Task requirements –
a: Please retype the Phoenix VA article between "The New York" and "longer waiting times.", inclusive.
b: According to the Phoenix VA article, how many years was Dr. Sam Foote with the VA system?

At least 40 U.S. veterans are reported to have died waiting for appointments at the Phoenix Veterans Affairs Health Care system; many had been placed on a secret waiting list.
The New York Daily News reports the waiting list was part of a cost-cutting scheme Veterans Affairs managers in Phoenix used to hide the fact that between 1,400 and 1,600 sick veterans waited up to 21 months to see a doctor. A whistleblower, a retired VA doctor, revealed the scheme and internal emails confirm that managers at the VA knew about the practice and some even defended it.
Dr. Sam Foote, who was with the VA system for 24 years, told CNN that the Phoenix VA worked off two patient appointment lists. The “official” list shows that the VA was offering timely appointments within 14 to 30 days, but Foote described this as a “sham list.” The actual list, the one kept secret, had much longer waiting times.
As Foote describes the process, when a veteran sought an appointment, a staff member entered information into the computer and produced a “screen capture” printout, but did not save the information, thus leaving no record that the veteran had been there, CNN reports. Foote says the veteran’s information was placed on a secret electronic list, and the printout showing when the veteran first requested an appointment was destroyed. Veterans remained on the secret list until they had an appointment that was within 14 days, giving the appearance that waiting times had improved, when in fact they had not.
The case of Navy veteran Thomas Breen is just one example of the deadly consequences of the secret list. In September 2013, Breen, 71, was rushed to the Phoenix VA emergency room with blood in his urine and a history of cancer, the Daily News reports. Although a VA chart deemed his case urgent with “one week” to see a doctor, he was sent home. He died on November 30, with his death certificate giving the cause of death as Stage 4 bladder cancer. His daughter said the VA finally called on December 6 to confirm an appointment.
The U.S. House Veterans Affairs Committee in Washington is investigating the VA as well as veterans’ healthcare delays nationwide. Congress has ordered all records in Phoenix, secret or not, be preserved, the Daily News reports.

Pointing data for regions
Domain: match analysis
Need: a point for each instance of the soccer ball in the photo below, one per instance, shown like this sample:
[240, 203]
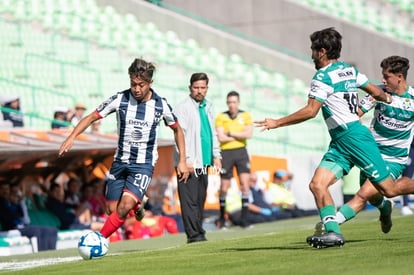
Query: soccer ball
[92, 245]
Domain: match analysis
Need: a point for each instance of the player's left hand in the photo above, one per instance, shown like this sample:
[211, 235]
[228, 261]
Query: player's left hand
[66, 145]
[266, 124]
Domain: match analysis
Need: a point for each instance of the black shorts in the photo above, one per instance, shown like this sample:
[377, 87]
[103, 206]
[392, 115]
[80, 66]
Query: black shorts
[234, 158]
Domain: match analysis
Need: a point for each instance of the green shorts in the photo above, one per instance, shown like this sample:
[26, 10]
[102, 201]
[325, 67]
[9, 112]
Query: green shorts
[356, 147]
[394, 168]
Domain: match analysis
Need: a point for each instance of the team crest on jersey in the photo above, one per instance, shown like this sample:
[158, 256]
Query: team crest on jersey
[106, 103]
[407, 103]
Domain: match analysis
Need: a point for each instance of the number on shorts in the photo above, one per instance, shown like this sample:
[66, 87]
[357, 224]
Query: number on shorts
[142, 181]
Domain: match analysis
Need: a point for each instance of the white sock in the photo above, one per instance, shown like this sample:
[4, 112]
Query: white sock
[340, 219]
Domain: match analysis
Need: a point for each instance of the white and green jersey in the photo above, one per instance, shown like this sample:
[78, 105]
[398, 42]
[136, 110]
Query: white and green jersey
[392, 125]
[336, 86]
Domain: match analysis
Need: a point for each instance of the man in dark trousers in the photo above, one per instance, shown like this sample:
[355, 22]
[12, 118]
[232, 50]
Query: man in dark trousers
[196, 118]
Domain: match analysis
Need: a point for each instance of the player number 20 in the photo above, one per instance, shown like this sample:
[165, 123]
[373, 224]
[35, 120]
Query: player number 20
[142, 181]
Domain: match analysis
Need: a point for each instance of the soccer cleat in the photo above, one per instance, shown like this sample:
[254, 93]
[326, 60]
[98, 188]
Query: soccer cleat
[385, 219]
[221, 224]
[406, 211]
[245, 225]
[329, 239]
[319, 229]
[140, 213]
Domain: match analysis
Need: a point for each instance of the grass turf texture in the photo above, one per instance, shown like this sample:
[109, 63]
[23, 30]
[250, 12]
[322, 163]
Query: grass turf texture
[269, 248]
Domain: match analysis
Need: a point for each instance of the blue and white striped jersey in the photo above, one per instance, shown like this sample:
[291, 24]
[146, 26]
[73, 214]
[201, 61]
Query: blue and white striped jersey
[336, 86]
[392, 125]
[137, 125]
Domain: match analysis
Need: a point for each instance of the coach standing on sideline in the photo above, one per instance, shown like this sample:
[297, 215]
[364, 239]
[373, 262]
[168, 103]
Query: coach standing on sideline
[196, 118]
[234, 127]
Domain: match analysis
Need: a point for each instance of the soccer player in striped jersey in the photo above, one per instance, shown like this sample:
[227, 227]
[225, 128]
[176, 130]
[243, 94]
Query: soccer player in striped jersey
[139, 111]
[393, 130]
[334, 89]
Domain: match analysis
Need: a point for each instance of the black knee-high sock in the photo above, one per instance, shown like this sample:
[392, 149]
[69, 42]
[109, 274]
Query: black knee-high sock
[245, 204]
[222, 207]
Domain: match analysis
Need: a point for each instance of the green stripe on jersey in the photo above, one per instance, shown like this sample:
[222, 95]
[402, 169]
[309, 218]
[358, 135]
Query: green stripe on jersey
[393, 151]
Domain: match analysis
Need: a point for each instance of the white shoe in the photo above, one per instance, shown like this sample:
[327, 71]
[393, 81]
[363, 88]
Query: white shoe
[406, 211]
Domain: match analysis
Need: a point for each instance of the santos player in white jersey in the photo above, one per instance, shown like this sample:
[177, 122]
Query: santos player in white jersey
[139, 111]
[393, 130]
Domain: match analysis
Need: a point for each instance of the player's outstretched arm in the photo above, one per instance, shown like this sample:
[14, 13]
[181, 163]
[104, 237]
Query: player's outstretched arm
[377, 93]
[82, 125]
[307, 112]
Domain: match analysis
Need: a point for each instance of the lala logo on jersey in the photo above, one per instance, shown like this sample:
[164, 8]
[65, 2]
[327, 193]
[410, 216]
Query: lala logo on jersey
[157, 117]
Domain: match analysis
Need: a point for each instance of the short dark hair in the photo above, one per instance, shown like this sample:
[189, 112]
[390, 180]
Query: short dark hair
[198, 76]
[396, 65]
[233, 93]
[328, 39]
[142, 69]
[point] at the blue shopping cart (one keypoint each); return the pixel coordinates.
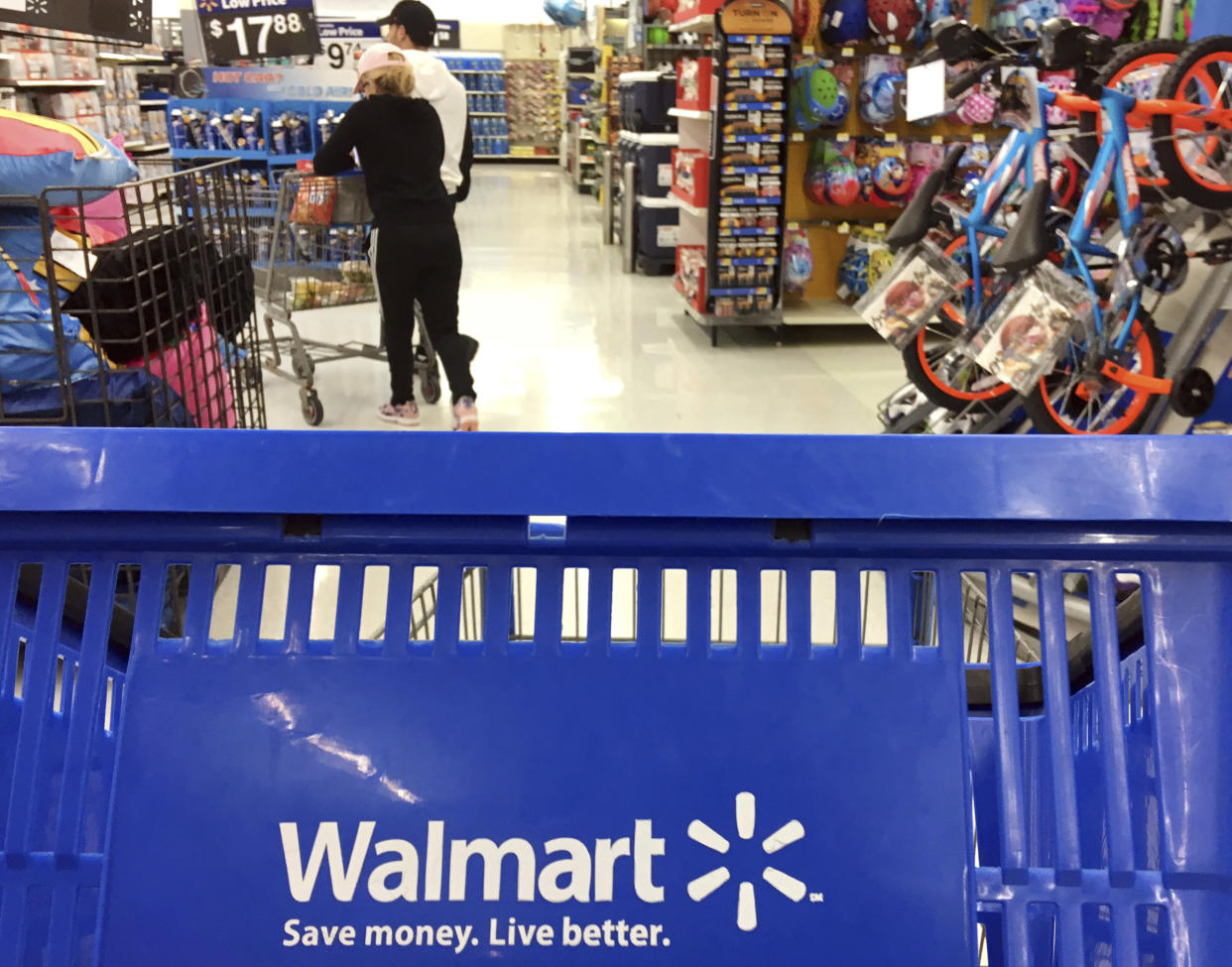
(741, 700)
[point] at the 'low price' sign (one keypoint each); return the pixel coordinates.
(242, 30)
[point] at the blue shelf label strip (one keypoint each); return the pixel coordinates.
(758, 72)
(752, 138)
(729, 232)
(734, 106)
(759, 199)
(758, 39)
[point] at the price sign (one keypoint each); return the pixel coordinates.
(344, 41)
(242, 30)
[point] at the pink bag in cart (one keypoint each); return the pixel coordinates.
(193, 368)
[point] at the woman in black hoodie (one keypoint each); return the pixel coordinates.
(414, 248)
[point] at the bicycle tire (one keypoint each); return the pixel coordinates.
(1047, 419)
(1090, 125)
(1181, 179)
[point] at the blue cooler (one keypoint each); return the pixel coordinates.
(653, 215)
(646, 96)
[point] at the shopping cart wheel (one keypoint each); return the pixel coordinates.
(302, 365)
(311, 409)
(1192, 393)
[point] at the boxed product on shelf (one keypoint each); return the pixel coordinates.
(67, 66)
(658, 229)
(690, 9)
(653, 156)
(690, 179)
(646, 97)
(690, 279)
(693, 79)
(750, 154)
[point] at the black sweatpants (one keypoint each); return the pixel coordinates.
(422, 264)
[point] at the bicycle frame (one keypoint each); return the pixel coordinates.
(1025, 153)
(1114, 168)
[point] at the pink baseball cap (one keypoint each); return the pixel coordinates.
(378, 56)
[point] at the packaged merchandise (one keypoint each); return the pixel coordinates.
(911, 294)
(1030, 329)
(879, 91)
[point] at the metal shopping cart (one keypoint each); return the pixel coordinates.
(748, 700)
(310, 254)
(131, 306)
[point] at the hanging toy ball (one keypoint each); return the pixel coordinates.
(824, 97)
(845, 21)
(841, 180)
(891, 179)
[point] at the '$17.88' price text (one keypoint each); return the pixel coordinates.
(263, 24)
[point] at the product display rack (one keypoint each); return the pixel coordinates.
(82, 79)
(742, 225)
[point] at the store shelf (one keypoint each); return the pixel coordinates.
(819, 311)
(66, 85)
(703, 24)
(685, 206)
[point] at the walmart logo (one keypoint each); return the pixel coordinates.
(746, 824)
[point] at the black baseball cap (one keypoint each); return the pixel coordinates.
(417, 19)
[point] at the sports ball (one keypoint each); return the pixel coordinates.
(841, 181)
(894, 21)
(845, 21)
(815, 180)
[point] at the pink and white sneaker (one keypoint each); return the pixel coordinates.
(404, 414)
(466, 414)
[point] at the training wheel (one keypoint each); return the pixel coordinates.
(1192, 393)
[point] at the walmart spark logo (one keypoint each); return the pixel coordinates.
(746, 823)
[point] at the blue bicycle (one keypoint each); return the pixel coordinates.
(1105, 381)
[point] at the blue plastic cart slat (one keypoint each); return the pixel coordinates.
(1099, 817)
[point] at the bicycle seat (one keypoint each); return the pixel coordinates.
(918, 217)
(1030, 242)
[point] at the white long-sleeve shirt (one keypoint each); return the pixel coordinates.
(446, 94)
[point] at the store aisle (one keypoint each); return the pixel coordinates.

Per-task answers –
a:
The New York Daily News reports the waiting list was part of a cost-cutting scheme Veterans Affairs managers in Phoenix used to hide the fact that between 1,400 and 1,600 sick veterans waited up to 21 months to see a doctor. A whistleblower, a retired VA doctor, revealed the scheme and internal emails confirm that managers at the VA knew about the practice and some even defended it.
Dr. Sam Foote, who was with the VA system for 24 years, told CNN that the Phoenix VA worked off two patient appointment lists. The “official” list shows that the VA was offering timely appointments within 14 to 30 days, but Foote described this as a “sham list.” The actual list, the one kept secret, had much longer waiting times.

b: 24 years